(Source records)
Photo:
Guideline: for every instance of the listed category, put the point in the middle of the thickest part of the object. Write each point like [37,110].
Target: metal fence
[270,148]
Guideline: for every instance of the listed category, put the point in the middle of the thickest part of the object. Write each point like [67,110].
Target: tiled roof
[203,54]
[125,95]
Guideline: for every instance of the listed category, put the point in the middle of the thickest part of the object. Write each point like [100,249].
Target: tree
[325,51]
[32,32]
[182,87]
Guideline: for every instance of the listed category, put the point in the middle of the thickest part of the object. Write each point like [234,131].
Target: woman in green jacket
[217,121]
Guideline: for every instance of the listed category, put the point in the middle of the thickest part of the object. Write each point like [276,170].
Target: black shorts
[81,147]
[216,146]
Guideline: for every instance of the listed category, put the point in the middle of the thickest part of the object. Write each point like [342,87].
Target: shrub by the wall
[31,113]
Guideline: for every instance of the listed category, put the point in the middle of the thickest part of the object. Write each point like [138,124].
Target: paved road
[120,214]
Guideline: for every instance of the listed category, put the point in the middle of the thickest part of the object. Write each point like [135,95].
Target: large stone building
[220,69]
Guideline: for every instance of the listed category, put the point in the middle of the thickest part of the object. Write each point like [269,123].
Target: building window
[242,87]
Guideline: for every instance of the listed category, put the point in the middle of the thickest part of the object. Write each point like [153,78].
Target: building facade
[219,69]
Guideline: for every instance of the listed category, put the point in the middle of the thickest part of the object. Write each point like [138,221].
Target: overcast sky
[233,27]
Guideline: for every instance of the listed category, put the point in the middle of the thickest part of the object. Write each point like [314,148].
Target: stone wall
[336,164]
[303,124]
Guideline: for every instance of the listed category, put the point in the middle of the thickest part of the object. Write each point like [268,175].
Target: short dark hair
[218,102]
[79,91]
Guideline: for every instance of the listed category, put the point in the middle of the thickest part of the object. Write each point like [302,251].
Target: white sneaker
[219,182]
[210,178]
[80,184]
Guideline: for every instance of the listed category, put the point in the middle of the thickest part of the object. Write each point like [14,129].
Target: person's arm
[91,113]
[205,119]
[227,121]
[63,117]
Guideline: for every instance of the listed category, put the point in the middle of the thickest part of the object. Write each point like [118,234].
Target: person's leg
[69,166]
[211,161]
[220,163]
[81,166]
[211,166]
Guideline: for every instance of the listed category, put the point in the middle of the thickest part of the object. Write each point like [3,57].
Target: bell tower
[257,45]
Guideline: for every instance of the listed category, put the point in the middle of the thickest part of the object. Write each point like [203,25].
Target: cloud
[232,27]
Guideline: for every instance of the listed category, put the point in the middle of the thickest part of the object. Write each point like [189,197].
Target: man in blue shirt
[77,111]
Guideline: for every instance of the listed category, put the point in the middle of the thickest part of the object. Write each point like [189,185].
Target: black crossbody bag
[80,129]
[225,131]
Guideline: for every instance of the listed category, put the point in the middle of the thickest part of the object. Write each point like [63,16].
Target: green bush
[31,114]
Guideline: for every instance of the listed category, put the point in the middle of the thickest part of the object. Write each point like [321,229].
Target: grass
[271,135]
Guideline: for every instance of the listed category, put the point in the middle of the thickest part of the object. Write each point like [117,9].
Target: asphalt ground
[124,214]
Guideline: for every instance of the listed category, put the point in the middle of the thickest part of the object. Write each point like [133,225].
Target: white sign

- Stated task -
Repeat the data precisely, reproducing every entry.

- Solution for this task -
Photo:
Guideline: for every instance of the listed category, put the point in the middle of the thickest part of the object. Write each point like [37,110].
Target: metal fence
[270,148]
Guideline: for every instance of the listed category, put the point in the middle of the thickest part of the object. Write each point like [67,110].
Target: tiled roof
[203,54]
[125,95]
Guideline: for every instance of the listed category, put the point in the middle of the thickest part of the object. Write each point like [100,249].
Target: tree
[325,51]
[32,32]
[182,87]
Guideline: for every instance of the listed category, put the point in the middle of the thickest part of the object. Write each point like [234,131].
Target: woman in green jacket
[217,121]
Guideline: for every instance of the listed category, put the point in the middle of the thickest part of the object. Write each point like [276,170].
Target: black shorts
[81,147]
[216,146]
Guideline: for every instance of the listed category, put the point in the middle of the thickest part of the object. Write each point like [342,87].
Target: shrub by the wall
[31,113]
Guideline: for every instance of the listed category, put the point in the middle of the thickest part of the object. Write each point like [138,124].
Target: paved road
[120,214]
Guideline: for every instance of the listed category, put the point in the middle of the thickest part of the object. Write each point like [135,95].
Target: large stone building
[220,69]
Guideline: for every instance of the listed category, put the point in the middle of the thickest part of the object. Write each point like [269,123].
Target: building window
[242,87]
Guideline: for every instance of the listed category, put the point in the middle of the thickest part of the object. Write each point like [153,78].
Target: building facade
[219,69]
Guideline: for every instance of the listed category, put the point in the middle of the thickest part of the object. Write each point like [138,221].
Target: overcast sky
[233,27]
Guideline: for every instance of the listed category, put the point in the middle of the thickest part of the object. Write each point like [314,148].
Target: stone wall
[336,164]
[303,124]
Guideline: for every instance of the listed category, put the point in the middle of the thickest part of the object. Write each point like [268,175].
Target: short dark hair
[218,102]
[79,91]
Guideline: for every instance of the listed category, put the point in the middle of the thickest part of the object. Write each point like [302,251].
Target: white sneaker
[219,182]
[210,178]
[80,184]
Guideline: for every instance of the listed category, put the point in the middle of the thickest part of the object. Write each point like [14,129].
Target: person's arm
[91,113]
[205,119]
[227,121]
[63,117]
Guideline: for every instance of the listed category, put the point in the middle of the thickest part of the object. Write each point like [118,234].
Target: person's leg
[69,166]
[211,161]
[220,163]
[81,166]
[211,166]
Guideline: for every instance of the listed category, put the point in the middle of the thickest part of the object. Write each point like [3,57].
Target: bell tower
[257,45]
Guideline: for every instance of the listed category, put the point in the middle of the thickest part of the object. Write each point like [203,25].
Target: cloud
[232,27]
Guideline: for every instance of the listed category, put the point in the middle of the thickest part of the object. Write each point like [189,197].
Target: man in blue shirt
[77,111]
Guideline: for every instance of the listed category, put the point in the middle of the thickest part of the object. Write each point like [189,185].
Target: black crossbody bag
[80,129]
[225,131]
Guideline: for every instance of the listed category, put the point in the middle of the thickest part of the object. Write each point like [63,16].
Target: green bush
[31,114]
Guideline: for every instance of the listed category, put the point in the middle of the thickest part of the object. Write each point like [321,229].
Target: grass
[271,135]
Guideline: for every instance of the listed category, put the point in the middle of the thickest part of the object. Write each point like [117,9].
Target: asphalt ground
[124,214]
Guideline: for every instance of the listed category, put the point in the middle of the thickest part of the object. Write each point like [133,225].
Target: white sign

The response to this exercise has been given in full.